**Source passage:**
┏━━

The current in a diode consists of two parts, diffusion current and drift current.

The diffusion current is due to differing electron or hole concentrations at a location in the diode. If electrons are concentrated at one location they will diffuse into the neighbouring area similar to how a drop of inc diffuses in a glass of water.

Then we have the drift current which is due to the electric field which exists the depletion region (I will come to the origin of this field later). If an electron diffuses into the depletion region it is swept by the field to the positive side. This is the drift current. Of course, it applies to both types of charge carriers, that is, both to electrons and holes. Electron-hole pairs formed in the depletion region (for example by thermal excitation or light absorption) will also be swept out of it and contribute to the drift current.

Let's consider a p-n junction. At the junction interface, we have excess holes (holes in the conduction band) in the p-region, say to the left; and negatively charged electrons (electrons in the valence band) in the n-region, to the right. Consider the hypothetical situation when we suddenly bring a p-semiconductor together with an n-semiconductor. What will happen? Excess holes will now diffuse to the right because the hole concentration to the right is lower in the n-region than in the p-region. Similarly, excess electrons will diffuse to the left because of the lower electron concentration in the n-region. These holes and electrons occasionally collide and recombine which means that an electron "fall" into a hole and those charge carriers are "lost" because they are no longer in the conduction and valance bands respectively. At this point, they become immobile because charge can only be transported in the conduction band for holes and in the valence band for electrons. However, they have diffused from their original positions which were initially uncharged (they are built from atoms, which are neutral after all), but because they have left, the holes leave behind a negative charge while the electrons leave behind a positive charge and so the p-side becomes negatively charged and the n-side becomes positively charged. It is this charge that gives rise to the electric field inside the depletion region.

At equilibrium (0 V over the diode) the two currents, diffusion and drift, must cancel as no net current can pass through the diode. (If there would indeed be current at 0 V, we would be able to create energy from nothing from that diode, violating conservation of energy.) The question may now arise as to what happens when we short a p-n junction. We indeed have a field over the depletion region so we we might expect current to flow. However, what actually happens is that so called contact potentials arise at the semiconductor-metal interface cancelling the potential of the field in the depletion region precisely, so in the end, we do not get any current flow. (I'm not going to go into the details of exactly why these potentials arise.)

┗━━

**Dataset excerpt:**
┏━━

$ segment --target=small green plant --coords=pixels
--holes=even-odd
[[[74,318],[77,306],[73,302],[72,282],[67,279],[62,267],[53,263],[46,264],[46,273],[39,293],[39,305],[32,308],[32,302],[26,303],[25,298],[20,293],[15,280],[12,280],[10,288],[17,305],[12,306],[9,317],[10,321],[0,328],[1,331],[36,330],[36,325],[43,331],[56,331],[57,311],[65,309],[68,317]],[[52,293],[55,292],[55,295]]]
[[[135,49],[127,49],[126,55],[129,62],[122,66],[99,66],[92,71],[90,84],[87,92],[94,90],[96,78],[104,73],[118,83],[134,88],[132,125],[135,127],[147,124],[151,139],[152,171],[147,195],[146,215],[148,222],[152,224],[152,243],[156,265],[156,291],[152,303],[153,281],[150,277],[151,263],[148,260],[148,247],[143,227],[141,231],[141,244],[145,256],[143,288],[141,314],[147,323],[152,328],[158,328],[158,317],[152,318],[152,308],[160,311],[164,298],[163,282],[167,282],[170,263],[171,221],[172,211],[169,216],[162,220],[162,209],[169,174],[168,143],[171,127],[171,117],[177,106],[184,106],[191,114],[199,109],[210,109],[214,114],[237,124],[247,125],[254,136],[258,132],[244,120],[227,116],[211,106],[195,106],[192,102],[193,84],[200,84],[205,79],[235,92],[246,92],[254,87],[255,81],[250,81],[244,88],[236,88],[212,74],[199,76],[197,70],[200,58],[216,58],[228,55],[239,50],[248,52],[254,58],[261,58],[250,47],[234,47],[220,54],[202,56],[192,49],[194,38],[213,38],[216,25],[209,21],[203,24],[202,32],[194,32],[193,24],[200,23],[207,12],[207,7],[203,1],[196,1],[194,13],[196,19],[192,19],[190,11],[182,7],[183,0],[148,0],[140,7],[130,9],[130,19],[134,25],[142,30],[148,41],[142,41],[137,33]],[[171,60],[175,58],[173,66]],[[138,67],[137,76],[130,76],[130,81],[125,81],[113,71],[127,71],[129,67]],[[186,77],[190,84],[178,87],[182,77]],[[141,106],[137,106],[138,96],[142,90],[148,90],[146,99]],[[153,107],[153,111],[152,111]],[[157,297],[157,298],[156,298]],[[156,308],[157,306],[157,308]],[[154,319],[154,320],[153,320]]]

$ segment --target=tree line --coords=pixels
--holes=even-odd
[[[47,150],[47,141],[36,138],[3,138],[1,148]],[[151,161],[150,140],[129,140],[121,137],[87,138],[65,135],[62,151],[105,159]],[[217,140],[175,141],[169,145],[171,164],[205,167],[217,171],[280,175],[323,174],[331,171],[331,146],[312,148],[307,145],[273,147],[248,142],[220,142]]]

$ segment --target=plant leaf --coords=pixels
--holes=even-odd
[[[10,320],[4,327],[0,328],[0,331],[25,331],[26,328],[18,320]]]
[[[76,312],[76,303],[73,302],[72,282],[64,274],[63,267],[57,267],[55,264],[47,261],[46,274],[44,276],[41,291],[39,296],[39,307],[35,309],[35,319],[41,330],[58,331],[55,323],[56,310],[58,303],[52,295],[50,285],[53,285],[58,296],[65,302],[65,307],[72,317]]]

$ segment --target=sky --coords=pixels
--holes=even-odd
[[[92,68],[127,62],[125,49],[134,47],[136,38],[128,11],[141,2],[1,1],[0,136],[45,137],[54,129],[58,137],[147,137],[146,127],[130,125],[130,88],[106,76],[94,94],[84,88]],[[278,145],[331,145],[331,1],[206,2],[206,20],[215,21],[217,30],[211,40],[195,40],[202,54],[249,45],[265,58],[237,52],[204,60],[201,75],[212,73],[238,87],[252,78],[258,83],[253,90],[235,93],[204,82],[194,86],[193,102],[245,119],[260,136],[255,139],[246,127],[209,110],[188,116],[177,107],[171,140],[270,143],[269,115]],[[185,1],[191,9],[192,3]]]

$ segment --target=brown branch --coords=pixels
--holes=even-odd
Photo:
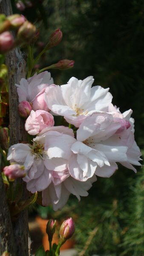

┗━━

**Written task 1:**
Do these statements agree with the passage on diode current? For each, answer yes or no and quote the deciding words of the passage. (a) The current in a diode is made up of diffusion current and drift current. (b) At equilibrium, the diffusion and drift currents combine to give a net current through the diode. (c) Electron-hole pairs formed in the depletion region contribute to the drift current.
**Written task 2:**
Please repeat the lines of the records verbatim, starting at the line that contains "--target=plant leaf --coords=pixels" and stopping after the line that contains "[[[10,320],[4,327],[0,328],[0,331],[25,331],[26,328],[18,320]]]".

**Correct output 1:**
(a) Yes: "The current in a diode consists of two parts, diffusion current and drift current."
(b) No: "At equilibrium (0 V over the diode) the two currents, diffusion and drift, must cancel as no net current can pass through the diode."
(c) Yes: "Electron-hole pairs formed in the depletion region (for example by thermal excitation or light absorption) will also be swept out of it and contribute to the drift current."

**Correct output 2:**
$ segment --target=plant leaf --coords=pixels
--holes=even-odd
[[[10,320],[4,327],[0,328],[0,331],[25,331],[26,328],[18,320]]]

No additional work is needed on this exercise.